(Dataset entries)
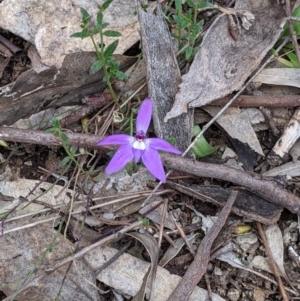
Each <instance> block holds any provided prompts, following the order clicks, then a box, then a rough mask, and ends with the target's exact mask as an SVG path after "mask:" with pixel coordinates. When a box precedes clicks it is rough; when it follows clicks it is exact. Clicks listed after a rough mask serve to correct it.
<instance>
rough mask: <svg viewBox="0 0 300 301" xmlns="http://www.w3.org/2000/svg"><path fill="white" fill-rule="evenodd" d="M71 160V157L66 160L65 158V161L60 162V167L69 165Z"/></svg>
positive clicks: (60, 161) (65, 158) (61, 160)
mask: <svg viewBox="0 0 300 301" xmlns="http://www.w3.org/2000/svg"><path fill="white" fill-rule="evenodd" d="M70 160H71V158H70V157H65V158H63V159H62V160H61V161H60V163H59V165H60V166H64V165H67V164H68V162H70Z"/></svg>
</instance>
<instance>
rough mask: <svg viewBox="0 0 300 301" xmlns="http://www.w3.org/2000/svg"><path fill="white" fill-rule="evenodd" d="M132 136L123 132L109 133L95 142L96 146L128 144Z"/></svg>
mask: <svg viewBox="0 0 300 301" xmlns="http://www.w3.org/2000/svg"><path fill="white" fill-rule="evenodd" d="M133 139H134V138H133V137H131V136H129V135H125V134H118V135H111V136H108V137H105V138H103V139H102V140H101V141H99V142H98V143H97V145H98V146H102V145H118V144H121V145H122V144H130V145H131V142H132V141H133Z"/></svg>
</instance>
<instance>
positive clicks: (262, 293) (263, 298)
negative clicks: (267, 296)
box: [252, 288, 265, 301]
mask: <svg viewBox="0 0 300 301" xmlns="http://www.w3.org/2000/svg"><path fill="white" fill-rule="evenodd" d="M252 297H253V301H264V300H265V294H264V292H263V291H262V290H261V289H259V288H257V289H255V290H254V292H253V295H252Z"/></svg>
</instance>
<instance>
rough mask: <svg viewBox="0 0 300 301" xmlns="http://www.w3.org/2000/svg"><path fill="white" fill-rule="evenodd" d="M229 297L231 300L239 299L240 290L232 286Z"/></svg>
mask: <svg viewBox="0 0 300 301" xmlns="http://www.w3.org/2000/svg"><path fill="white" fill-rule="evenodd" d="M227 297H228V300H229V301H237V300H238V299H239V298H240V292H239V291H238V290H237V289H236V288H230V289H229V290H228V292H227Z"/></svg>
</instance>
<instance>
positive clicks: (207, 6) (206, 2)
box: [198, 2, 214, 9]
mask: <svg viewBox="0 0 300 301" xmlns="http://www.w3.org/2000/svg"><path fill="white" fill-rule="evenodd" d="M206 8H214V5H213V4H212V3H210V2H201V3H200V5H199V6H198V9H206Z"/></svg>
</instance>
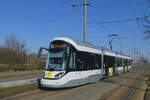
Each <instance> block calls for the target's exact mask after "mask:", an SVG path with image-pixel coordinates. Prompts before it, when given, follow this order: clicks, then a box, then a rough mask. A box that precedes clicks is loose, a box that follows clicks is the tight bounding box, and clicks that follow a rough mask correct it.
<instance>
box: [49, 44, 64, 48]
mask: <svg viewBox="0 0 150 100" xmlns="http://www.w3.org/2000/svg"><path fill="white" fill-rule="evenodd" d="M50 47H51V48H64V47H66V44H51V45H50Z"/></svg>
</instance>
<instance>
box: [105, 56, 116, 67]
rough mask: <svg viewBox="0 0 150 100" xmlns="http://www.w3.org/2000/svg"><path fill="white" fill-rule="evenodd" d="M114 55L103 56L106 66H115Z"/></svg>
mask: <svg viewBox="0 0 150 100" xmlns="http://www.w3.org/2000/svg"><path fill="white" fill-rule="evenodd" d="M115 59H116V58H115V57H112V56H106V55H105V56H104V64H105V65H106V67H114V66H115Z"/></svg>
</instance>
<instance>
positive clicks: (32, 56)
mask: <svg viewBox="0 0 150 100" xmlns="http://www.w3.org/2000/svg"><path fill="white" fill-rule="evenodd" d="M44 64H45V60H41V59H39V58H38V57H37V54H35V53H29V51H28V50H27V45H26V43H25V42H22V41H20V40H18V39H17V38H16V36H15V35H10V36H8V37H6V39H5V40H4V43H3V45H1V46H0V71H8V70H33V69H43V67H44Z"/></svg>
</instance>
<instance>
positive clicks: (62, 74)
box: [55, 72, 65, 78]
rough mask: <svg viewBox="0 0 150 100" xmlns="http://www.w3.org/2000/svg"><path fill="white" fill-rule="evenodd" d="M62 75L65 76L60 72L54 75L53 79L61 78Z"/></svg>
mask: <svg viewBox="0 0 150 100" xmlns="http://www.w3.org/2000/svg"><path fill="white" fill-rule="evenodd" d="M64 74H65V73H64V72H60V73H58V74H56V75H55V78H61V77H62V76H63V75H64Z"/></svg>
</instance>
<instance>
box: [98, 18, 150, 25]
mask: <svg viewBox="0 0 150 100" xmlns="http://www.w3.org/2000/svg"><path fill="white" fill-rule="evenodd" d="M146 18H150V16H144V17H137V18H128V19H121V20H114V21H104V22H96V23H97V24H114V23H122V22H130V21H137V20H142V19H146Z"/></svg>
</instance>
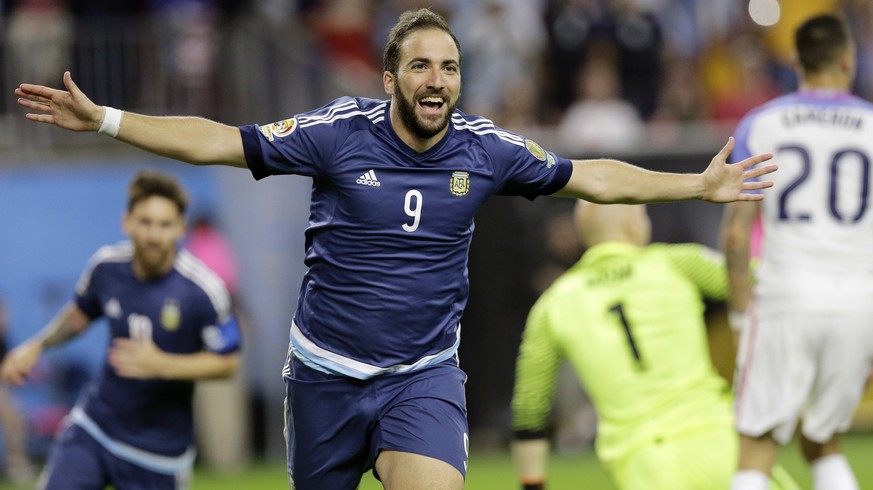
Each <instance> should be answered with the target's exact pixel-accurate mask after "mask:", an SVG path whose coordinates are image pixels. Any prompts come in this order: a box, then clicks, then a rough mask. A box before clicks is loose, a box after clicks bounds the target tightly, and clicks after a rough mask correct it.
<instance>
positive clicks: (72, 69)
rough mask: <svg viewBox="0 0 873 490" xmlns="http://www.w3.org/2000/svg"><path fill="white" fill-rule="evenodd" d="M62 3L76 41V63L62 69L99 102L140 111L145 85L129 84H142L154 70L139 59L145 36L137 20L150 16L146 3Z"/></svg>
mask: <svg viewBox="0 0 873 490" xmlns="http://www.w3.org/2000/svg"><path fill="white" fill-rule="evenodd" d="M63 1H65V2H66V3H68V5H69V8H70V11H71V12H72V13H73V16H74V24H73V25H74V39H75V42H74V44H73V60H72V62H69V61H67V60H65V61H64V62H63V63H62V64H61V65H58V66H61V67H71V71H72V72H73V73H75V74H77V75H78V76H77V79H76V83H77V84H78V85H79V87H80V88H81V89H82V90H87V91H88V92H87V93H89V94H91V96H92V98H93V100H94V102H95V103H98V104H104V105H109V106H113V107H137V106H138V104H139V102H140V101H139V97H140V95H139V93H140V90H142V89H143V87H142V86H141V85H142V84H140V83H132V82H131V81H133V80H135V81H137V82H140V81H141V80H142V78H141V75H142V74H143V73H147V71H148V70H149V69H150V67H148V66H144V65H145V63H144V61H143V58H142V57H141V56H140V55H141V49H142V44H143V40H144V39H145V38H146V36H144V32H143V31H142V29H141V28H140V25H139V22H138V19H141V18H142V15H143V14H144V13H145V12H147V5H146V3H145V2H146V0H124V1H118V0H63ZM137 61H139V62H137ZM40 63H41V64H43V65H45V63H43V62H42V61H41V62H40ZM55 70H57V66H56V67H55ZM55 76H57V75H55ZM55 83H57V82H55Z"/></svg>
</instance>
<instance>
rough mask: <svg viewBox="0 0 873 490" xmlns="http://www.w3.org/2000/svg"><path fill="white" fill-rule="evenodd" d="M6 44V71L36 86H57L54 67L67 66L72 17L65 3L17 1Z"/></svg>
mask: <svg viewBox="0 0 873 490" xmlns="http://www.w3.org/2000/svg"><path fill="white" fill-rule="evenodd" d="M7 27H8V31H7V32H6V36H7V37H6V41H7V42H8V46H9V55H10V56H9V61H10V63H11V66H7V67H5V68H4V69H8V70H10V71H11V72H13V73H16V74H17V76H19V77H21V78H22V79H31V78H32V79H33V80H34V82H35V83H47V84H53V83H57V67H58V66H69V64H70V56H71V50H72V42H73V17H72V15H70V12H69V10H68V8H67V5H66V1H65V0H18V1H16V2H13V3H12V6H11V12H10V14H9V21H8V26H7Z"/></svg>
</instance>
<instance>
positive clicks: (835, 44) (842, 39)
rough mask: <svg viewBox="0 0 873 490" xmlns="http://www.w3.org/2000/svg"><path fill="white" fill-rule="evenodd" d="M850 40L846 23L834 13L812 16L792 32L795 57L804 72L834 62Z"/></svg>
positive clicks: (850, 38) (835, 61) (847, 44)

--

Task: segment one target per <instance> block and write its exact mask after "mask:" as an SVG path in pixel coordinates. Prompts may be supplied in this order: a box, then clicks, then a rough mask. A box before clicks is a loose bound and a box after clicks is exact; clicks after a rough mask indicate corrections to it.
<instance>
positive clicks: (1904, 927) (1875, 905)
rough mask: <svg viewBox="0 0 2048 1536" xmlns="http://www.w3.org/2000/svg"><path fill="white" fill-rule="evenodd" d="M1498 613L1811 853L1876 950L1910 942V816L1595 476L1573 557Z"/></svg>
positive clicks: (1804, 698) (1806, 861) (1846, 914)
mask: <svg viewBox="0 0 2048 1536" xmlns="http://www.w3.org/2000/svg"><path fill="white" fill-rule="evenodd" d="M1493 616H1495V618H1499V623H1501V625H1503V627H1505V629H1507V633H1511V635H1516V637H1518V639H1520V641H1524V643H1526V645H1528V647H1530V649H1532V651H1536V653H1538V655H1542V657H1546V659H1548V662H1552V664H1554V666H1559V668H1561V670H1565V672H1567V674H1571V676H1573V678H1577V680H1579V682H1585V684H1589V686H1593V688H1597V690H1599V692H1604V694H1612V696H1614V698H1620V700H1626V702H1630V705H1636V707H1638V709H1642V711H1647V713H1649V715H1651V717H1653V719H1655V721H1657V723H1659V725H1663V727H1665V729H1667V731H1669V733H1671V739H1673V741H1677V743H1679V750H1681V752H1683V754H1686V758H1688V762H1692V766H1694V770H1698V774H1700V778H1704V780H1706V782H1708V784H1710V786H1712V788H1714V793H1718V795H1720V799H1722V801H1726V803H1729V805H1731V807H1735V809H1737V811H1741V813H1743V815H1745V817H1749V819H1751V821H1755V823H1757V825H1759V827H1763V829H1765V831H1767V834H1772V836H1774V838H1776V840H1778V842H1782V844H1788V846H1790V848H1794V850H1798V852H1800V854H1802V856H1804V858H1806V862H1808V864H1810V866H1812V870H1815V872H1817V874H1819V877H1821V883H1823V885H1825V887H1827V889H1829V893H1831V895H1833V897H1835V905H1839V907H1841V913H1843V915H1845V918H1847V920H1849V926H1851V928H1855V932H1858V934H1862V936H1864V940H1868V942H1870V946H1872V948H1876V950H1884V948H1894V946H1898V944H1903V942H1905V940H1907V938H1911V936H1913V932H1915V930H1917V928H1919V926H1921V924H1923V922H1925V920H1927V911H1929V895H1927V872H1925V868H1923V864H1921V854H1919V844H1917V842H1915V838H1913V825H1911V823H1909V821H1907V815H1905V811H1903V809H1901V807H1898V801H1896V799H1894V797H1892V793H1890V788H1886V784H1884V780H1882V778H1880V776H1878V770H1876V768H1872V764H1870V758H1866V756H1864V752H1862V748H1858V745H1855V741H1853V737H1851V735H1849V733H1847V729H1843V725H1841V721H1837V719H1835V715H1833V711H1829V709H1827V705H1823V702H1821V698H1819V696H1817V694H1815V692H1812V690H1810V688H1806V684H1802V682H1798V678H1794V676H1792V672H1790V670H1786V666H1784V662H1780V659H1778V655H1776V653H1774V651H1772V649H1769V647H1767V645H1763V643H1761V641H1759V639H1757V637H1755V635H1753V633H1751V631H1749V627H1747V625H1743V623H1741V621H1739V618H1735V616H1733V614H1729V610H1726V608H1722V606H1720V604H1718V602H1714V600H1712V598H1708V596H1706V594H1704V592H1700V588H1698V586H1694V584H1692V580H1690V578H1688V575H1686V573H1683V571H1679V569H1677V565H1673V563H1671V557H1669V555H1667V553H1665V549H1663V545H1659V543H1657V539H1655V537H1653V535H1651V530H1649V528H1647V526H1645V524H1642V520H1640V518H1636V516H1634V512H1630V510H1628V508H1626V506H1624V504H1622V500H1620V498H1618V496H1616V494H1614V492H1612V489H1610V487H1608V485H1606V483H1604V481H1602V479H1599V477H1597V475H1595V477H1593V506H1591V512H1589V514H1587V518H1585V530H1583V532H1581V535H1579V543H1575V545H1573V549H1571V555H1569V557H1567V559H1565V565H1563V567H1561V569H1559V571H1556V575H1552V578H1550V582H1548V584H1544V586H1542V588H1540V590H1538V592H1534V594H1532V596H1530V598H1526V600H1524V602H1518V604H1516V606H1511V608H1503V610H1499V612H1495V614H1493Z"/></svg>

*Task item*
Identify the lines above with the word "order". Copy them.

*Response to this task*
Each <instance> block holds any provided prompts, following the order clicks, then a box, then a rough mask, and ends with the target's exact mask as an SVG path after "mask:" with pixel coordinates. When a box precedes clicks it is rough; when it follows clicks it is exact. Clicks listed after a rough mask serve to correct it.
Each <instance> block calls for the target's exact mask after "mask:", an SVG path with image-pixel coordinates. Prompts before it, when given, follow this order: clicks, then a box, then a rough mask. A box that precedes clicks is loose, a box that follows clicks is the tight bounding box, and clicks that follow a rough mask correct it.
Each <instance> should be answered with the target's exact pixel-accurate mask after "mask:", an SVG path whose coordinates are image pixels. Any prompts come in this order: a box, then clicks, then a rough mask. A box before clicks is loose, a box after clicks bounds the target tightly, and clicks after a rough mask correct it.
Task: segment one target per <instance> block and write its exact mask after "mask:" as an SVG path in pixel coordinates. Prompts may be supplied in this order: a box, then clicks, then a rough mask. A box before clicks is a loose bound and a box after clicks is exact; clicks after a rough mask indicate corrections to it.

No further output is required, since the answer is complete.